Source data
────────────────────────────────────────

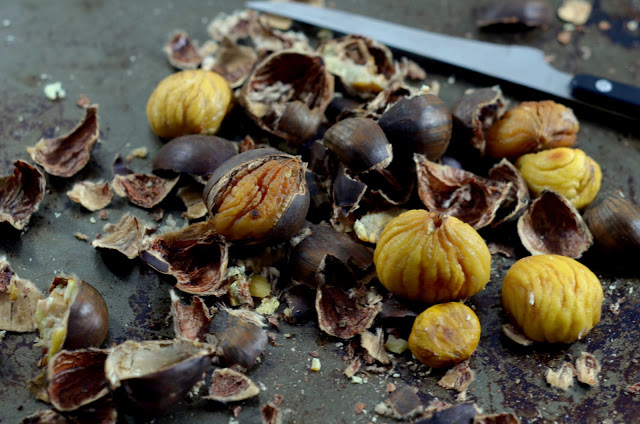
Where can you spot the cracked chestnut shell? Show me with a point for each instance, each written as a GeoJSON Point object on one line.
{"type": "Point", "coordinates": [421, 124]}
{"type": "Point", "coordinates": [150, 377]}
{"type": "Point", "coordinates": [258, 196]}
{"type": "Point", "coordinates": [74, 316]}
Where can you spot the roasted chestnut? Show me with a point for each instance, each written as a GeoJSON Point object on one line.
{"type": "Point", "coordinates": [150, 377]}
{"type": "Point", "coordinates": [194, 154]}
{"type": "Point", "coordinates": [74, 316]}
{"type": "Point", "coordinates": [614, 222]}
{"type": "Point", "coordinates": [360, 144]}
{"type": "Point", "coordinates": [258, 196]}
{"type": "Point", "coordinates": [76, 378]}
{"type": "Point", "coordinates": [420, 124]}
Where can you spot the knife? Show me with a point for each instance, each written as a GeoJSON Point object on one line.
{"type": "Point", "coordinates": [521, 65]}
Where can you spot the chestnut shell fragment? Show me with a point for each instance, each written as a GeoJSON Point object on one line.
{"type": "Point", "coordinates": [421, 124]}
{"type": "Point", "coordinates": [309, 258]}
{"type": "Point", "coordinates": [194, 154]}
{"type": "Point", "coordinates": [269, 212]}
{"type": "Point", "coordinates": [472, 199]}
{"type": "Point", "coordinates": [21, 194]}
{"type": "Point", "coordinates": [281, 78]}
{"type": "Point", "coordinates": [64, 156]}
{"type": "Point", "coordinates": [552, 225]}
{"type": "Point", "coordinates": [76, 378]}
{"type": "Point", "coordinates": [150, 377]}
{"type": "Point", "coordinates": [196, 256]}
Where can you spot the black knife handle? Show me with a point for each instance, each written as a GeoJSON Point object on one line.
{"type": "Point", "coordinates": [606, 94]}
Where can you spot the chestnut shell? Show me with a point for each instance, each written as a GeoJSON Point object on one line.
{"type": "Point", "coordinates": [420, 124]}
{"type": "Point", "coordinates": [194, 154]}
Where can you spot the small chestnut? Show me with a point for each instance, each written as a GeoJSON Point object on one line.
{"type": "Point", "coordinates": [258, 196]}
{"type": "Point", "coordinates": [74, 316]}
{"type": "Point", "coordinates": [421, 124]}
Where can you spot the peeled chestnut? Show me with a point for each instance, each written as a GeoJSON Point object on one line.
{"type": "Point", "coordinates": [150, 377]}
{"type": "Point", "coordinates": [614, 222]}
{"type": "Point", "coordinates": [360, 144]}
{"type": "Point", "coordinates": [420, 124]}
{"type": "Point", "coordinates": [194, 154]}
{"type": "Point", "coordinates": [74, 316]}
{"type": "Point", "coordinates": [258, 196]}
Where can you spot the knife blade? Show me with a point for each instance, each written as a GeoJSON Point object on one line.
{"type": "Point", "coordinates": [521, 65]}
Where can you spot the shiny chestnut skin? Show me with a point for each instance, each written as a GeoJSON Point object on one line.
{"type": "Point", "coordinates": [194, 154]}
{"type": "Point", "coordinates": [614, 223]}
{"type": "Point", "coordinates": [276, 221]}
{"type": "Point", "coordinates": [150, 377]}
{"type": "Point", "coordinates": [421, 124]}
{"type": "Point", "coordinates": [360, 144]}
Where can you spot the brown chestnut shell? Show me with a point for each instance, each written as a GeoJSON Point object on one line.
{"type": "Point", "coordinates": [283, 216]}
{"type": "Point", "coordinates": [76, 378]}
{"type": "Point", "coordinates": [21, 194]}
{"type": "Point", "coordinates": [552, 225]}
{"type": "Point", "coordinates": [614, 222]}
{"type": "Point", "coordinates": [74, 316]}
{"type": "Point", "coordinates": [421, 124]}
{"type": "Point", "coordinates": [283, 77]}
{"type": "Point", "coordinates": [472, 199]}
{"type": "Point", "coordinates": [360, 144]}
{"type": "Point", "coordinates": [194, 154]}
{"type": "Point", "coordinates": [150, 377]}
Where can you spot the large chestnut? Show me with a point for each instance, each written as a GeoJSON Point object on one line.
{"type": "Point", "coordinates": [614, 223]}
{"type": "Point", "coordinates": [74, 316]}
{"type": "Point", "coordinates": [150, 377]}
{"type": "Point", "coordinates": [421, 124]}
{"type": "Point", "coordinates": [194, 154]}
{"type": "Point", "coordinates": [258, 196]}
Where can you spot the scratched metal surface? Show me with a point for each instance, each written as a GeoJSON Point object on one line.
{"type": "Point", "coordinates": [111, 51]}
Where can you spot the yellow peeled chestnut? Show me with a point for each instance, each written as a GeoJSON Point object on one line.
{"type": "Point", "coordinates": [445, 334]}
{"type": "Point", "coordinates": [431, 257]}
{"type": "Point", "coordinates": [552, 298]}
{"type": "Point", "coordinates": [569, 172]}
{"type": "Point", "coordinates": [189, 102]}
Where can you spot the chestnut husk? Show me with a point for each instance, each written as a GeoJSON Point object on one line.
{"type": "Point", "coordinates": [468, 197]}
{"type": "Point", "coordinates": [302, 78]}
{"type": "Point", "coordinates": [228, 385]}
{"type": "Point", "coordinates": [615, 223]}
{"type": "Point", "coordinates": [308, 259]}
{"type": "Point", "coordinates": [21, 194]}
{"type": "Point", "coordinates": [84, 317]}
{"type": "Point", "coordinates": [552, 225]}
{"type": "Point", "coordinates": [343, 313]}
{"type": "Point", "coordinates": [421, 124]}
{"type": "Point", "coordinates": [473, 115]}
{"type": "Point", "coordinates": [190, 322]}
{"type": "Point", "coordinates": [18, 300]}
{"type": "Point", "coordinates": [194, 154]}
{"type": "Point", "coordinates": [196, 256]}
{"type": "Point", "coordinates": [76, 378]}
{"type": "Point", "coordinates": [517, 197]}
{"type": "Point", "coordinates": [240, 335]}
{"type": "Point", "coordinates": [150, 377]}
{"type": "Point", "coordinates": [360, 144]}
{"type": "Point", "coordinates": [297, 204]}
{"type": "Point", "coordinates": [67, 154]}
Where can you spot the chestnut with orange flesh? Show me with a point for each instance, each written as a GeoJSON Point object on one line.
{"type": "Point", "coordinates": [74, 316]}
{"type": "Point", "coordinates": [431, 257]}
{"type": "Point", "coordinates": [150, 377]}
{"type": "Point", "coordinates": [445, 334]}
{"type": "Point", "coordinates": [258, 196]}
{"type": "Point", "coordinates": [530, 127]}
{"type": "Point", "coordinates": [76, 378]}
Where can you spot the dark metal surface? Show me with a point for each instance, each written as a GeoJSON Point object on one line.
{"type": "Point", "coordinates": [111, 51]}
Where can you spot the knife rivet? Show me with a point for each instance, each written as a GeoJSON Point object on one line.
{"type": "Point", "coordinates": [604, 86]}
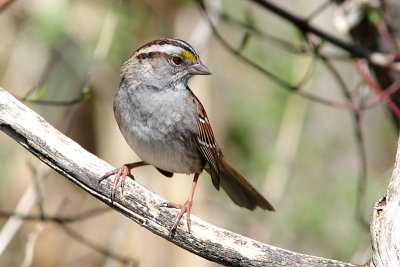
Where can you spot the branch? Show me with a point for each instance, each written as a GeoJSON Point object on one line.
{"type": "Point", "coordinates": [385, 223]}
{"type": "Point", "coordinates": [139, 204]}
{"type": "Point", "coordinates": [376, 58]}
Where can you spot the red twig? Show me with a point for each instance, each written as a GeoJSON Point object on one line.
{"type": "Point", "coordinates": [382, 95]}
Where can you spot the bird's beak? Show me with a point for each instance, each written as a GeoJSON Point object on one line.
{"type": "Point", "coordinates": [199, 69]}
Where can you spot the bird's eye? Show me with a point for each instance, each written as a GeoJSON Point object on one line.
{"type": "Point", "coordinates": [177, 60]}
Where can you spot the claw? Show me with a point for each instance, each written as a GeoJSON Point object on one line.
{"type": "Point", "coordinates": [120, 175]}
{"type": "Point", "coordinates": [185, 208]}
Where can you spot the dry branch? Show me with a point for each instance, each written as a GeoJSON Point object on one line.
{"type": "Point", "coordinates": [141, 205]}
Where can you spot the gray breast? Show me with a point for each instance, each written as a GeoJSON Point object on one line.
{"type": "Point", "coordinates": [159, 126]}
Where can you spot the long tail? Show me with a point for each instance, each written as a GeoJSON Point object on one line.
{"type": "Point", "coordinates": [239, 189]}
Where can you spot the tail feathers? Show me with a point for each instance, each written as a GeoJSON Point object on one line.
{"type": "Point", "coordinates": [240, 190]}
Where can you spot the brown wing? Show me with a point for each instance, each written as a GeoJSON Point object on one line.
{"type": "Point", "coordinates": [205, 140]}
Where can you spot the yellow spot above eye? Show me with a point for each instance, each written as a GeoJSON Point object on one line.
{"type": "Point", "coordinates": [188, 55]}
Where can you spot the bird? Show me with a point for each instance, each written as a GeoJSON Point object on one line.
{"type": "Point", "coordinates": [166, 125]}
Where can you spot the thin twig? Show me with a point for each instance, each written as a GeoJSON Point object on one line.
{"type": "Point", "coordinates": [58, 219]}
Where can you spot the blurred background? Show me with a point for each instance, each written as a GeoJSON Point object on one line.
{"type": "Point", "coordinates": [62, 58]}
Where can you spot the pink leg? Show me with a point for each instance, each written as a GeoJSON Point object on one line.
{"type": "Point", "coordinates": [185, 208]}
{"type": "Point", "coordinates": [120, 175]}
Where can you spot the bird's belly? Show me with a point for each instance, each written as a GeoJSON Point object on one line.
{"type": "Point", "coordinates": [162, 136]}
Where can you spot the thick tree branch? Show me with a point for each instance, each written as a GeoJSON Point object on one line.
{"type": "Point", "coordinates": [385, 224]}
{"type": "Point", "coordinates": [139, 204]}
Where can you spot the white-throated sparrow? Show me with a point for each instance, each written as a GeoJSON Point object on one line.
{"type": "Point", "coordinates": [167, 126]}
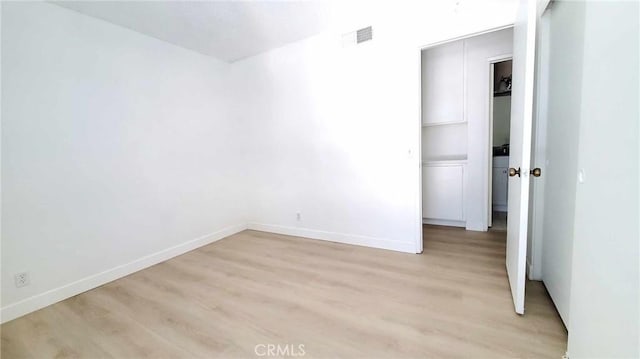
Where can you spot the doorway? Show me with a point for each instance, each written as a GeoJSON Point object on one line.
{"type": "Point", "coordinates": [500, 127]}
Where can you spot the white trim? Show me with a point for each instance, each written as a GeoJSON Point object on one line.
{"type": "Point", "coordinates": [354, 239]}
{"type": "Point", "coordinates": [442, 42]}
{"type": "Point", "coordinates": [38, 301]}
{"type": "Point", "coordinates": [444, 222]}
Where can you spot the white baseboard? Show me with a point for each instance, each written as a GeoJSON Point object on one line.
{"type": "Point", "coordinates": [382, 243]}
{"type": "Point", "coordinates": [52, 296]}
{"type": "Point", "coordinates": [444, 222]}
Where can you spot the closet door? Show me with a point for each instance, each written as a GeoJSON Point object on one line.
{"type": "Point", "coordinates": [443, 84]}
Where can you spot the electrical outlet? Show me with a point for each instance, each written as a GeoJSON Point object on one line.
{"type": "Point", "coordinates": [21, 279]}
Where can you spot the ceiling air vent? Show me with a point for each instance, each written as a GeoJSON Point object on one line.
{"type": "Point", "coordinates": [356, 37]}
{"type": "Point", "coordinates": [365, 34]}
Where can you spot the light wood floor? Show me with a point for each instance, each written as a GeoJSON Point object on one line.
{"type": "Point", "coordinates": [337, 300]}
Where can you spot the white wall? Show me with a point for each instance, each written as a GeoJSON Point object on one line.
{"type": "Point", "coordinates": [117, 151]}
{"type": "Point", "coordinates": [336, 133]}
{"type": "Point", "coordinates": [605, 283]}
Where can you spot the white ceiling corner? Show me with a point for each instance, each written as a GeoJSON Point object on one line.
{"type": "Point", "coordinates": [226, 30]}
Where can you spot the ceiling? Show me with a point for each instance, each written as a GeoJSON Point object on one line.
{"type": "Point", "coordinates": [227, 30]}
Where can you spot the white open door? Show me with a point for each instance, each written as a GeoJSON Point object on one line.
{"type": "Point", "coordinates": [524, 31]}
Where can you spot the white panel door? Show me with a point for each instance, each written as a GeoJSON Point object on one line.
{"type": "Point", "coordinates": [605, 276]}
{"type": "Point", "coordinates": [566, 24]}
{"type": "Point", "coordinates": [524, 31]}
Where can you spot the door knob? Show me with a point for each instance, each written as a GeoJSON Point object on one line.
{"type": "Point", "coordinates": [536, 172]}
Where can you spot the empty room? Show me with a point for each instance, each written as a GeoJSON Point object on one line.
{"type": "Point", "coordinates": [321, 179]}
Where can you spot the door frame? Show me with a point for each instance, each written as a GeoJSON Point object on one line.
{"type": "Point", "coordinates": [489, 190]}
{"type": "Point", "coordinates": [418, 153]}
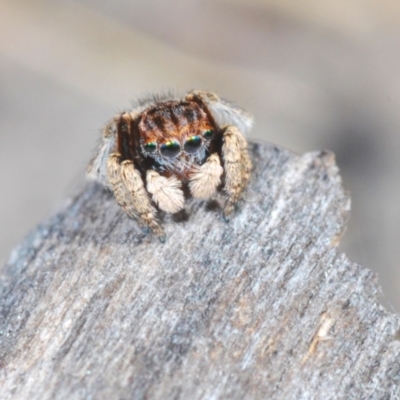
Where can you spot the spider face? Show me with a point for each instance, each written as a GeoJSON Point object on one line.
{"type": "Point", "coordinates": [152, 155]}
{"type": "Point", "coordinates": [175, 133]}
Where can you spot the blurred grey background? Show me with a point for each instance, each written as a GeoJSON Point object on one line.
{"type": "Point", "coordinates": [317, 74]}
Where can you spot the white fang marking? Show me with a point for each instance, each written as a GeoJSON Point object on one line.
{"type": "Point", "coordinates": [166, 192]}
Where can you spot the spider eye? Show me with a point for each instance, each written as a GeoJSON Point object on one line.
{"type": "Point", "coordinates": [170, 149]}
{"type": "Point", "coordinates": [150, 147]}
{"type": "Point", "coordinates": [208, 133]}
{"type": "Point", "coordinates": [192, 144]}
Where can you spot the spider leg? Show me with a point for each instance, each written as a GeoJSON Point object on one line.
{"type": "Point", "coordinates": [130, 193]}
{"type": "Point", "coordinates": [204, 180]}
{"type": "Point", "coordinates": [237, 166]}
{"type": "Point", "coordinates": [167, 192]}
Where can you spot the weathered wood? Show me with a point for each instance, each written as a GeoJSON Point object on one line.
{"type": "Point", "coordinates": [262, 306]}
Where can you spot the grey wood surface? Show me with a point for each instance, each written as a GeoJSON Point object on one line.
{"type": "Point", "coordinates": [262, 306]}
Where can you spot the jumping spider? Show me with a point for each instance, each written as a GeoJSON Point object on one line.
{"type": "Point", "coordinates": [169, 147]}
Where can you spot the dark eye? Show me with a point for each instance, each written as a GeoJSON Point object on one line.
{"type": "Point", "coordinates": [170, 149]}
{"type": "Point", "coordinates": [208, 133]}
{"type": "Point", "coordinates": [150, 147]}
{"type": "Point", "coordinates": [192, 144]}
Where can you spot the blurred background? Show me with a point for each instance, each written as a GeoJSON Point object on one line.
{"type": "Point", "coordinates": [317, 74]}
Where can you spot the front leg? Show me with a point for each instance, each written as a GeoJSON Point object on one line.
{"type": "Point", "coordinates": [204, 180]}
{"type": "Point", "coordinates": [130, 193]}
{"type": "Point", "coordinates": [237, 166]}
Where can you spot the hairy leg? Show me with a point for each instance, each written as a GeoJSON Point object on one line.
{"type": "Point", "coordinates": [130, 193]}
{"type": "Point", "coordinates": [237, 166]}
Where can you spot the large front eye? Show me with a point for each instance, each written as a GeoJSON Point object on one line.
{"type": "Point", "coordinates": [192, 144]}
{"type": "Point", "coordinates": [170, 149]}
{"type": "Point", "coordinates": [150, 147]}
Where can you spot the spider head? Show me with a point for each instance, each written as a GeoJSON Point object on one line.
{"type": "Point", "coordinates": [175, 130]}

────────────────────────────────────────

Exercise requirements: Only the lines from the one bearing "Where can you spot the large front" through the end of the entries above belong in the answer, each one exactly as given.

Solution below:
Where can you spot the large front eye? Show me with a point for each instance, each written as a GeoJSON Point object on one line.
{"type": "Point", "coordinates": [192, 144]}
{"type": "Point", "coordinates": [170, 149]}
{"type": "Point", "coordinates": [150, 147]}
Where can you spot the spider head? Show me with a point for each instance, each written as a GeoJSON Point object on one line.
{"type": "Point", "coordinates": [175, 130]}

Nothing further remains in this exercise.